Hacker Newsnew | past | comments | ask | show | jobs | submitlogin

To the rescue of numpy: A matrix from linear algebra and a 2D array are not exactly the same. In Python they are different convertible types and I think in practice it is hardly a drawback. That the multiplication operation is overloaded in the Mathematical World with the same symbol as the "normal" multiplication is unfortunate, numpys solution is as good as introducing two different operators (with one being an awkward .*)

I love the multiple dispatch part about julia though.

My fear however is, that unlike Python, Julia will lack enough libraries, especially on the unscientific part (GUI, databases, network, all the other stuff you need).



> That the multiplication operation is overloaded in the Mathematical World with the same symbol as the "normal" multiplication is unfortunate, numpy's solution is as good as introducing two different operators

The thing is that the multiplication operation for matrices is matrix multiplication, not elementwise multiplication. When you apply a polynomial like x^2 + y to matrices, you do not want to apply the polynomial elementwise – you want to square the x matrix and add the y matrix to it.


I cheered out loud when I first started tinkering with Julia, tested whether multiplication did the right thing with matrices and vectors, and saw that they did. Multiplying two row vectors should give an error! Element-by-element operations should get their own operator, not the other way around.

But as a long-time R user, I'm hesitant to bet the farm on Julia for a project at work where it would be ideally suited. Maybe there's a way to squeeze it in on the side.


Sometimes an array of numbers is just an array of numbers. The language shouldn't presume too much about what you mean to do with them.

● ● ● ●

• [WORK TO COMPLETE] Copy out the whole comment thread above on matrix multiplication in Julia and numpy, word for word.

• [AVAILABLE DATA]

● ● ● ●

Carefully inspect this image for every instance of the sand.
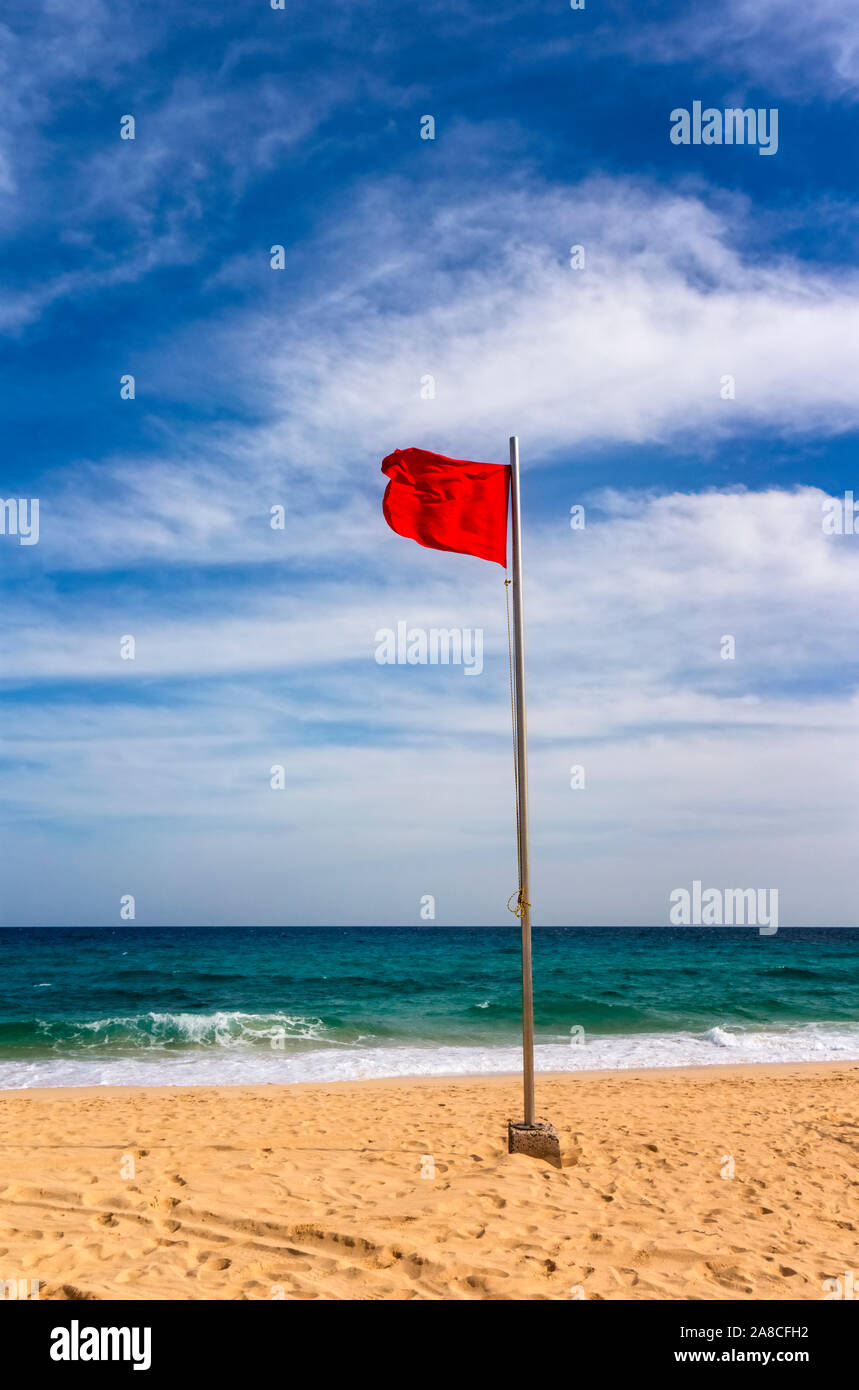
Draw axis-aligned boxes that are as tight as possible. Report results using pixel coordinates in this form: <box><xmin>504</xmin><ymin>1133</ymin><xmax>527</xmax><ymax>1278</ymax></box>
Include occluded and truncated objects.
<box><xmin>0</xmin><ymin>1063</ymin><xmax>859</xmax><ymax>1300</ymax></box>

● ● ● ●

• [WRITTEN REPLY]
Hacker Newsnew | past | comments | ask | show | jobs | submitlogin

To the rescue of numpy: A matrix from linear algebra and a 2D array are not exactly the same. In Python they are different convertible types and I think in practice it is hardly a drawback. That the multiplication operation is overloaded in the Mathematical World with the same symbol as the "normal" multiplication is unfortunate, numpys solution is as good as introducing two different operators (with one being an awkward .*)

I love the multiple dispatch part about julia though.

My fear however is, that unlike Python, Julia will lack enough libraries, especially on the unscientific part (GUI, databases, network, all the other stuff you need).



> That the multiplication operation is overloaded in the Mathematical World with the same symbol as the "normal" multiplication is unfortunate, numpy's solution is as good as introducing two different operators

The thing is that the multiplication operation for matrices is matrix multiplication, not elementwise multiplication. When you apply a polynomial like x^2 + y to matrices, you do not want to apply the polynomial elementwise – you want to square the x matrix and add the y matrix to it.


I cheered out loud when I first started tinkering with Julia, tested whether multiplication did the right thing with matrices and vectors, and saw that they did. Multiplying two row vectors should give an error! Element-by-element operations should get their own operator, not the other way around.

But as a long-time R user, I'm hesitant to bet the farm on Julia for a project at work where it would be ideally suited. Maybe there's a way to squeeze it in on the side.


Sometimes an array of numbers is just an array of numbers. The language shouldn't presume too much about what you mean to do with them.